* Short exercise *
Please set out the entries below as a Markdown table with the columns Number and Entry, one numbered row per line, and leave out any blank lines.
++++ Entries ++++
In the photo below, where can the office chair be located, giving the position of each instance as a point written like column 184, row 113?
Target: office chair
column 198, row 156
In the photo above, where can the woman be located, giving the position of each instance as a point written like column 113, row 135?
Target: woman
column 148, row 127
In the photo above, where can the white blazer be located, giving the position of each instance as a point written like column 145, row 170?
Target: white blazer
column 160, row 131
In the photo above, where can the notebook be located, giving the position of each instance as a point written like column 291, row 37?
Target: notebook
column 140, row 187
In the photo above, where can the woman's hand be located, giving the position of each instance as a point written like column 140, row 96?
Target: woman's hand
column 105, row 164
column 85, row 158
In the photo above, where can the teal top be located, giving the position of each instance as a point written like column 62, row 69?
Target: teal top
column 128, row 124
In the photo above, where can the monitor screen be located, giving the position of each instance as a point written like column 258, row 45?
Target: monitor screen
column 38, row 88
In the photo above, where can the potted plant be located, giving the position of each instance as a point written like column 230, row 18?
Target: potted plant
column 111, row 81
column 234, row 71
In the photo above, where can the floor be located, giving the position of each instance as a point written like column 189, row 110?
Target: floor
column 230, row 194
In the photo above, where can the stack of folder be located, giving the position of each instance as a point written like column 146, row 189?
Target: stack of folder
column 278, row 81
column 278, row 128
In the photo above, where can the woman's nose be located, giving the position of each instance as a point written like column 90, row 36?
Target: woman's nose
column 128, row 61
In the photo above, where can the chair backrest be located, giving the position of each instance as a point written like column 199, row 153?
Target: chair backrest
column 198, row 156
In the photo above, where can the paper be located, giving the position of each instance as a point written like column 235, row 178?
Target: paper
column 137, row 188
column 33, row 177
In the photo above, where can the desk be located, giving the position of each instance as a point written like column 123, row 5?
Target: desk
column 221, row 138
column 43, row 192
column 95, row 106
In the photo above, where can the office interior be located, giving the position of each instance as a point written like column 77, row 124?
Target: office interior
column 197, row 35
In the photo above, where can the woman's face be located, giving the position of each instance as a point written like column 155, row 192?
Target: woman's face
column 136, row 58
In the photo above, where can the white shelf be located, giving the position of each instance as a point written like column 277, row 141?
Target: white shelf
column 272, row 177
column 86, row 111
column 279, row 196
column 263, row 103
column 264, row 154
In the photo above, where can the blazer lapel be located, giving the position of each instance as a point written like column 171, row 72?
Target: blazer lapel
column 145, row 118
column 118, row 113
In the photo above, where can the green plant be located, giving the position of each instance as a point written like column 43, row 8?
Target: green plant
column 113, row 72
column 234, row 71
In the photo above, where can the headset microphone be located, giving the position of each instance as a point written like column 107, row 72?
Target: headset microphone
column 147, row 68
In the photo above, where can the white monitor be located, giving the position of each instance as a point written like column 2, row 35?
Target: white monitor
++++
* Finished exercise *
| Number | Entry |
|---|---|
| 1 | In the photo below, where can the office chair be located, giving the position of each instance as a point written like column 184, row 113? |
| 2 | Target: office chair |
| 3 | column 198, row 156 |
| 4 | In the photo above, where can the woman be located, giving the position of each instance as a point written like column 113, row 135? |
| 5 | Target: woman |
| 6 | column 148, row 127 |
| 7 | In the photo above, where can the white blazer be located, giving the position of each instance as a point written like column 145, row 170? |
| 8 | Target: white blazer |
| 9 | column 160, row 131 |
| 10 | In the photo above, where can the notebook be located, giving the position of each instance as a point written like column 291, row 37? |
| 11 | Target: notebook |
| 12 | column 140, row 187 |
| 13 | In the photo above, where can the woman's hand be located, giving the position of each instance as a point written like column 140, row 96? |
| 14 | Target: woman's hand |
| 15 | column 105, row 164 |
| 16 | column 85, row 158 |
| 17 | In the photo above, where can the teal top be located, giving the position of each instance as a point written like column 62, row 69? |
| 18 | Target: teal top |
| 19 | column 128, row 124 |
| 20 | In the photo above, where can the monitor screen be located, giving the position of each instance as a point written like column 258, row 45? |
| 21 | Target: monitor screen |
| 22 | column 38, row 88 |
| 23 | In the photo above, where can the potted plant be located, giving the position of each instance as a point written like column 230, row 18? |
| 24 | Target: potted plant |
| 25 | column 111, row 81 |
| 26 | column 234, row 71 |
| 27 | In the photo above, where can the floor be located, giving the position of each instance as a point written like column 189, row 110? |
| 28 | Target: floor |
| 29 | column 230, row 194 |
| 30 | In the photo above, where can the stack of folder be located, giving the position of each instance as a point written like column 146, row 189? |
| 31 | Target: stack of folder |
| 32 | column 278, row 81 |
| 33 | column 278, row 128 |
| 34 | In the photo above, where can the woman's nose be located, giving the position of each instance as a point written like column 90, row 36? |
| 35 | Target: woman's nose |
| 36 | column 128, row 61 |
| 37 | In the photo above, where can the chair backrest be located, giving the position of each instance as a point written like column 199, row 153? |
| 38 | Target: chair backrest |
| 39 | column 198, row 156 |
| 40 | In the photo above, where can the paper be located, giving the position of each instance as a point written like column 235, row 178? |
| 41 | Target: paper |
| 42 | column 137, row 188 |
| 43 | column 33, row 177 |
| 44 | In the photo above, where can the desk be located, giving the position of each instance as a point written like column 123, row 5? |
| 45 | Target: desk |
| 46 | column 221, row 138 |
| 47 | column 43, row 192 |
| 48 | column 95, row 106 |
| 49 | In the photo above, where can the office interior be located, giving the position of each instance as a point written like column 77, row 124? |
| 50 | Target: office interior |
| 51 | column 197, row 35 |
| 52 | In the photo above, where can the woman's face be located, giving the position of each instance as a point written like column 155, row 192? |
| 53 | Target: woman's face |
| 54 | column 136, row 58 |
| 55 | In the photo above, where can the white shelf be located, giving the position of each instance as a point written like column 277, row 141? |
| 56 | Target: white shelf |
| 57 | column 272, row 177 |
| 58 | column 86, row 111 |
| 59 | column 279, row 196 |
| 60 | column 263, row 103 |
| 61 | column 264, row 154 |
| 62 | In the photo above, where can the blazer lapel be located, giving the position of each instance as a point written like column 171, row 72? |
| 63 | Target: blazer lapel |
| 64 | column 145, row 118 |
| 65 | column 118, row 113 |
| 66 | In the photo above, where can the green plant be located, giving the position of each instance as a point written like column 43, row 8? |
| 67 | Target: green plant |
| 68 | column 113, row 72 |
| 69 | column 234, row 71 |
| 70 | In the photo above, where can the headset microphone be located, giving the position of each instance as a point written like column 107, row 72? |
| 71 | Target: headset microphone |
| 72 | column 147, row 68 |
| 73 | In the photo above, where can the white monitor be located, giving the position of each instance as a point written like column 2, row 35? |
| 74 | Target: white monitor |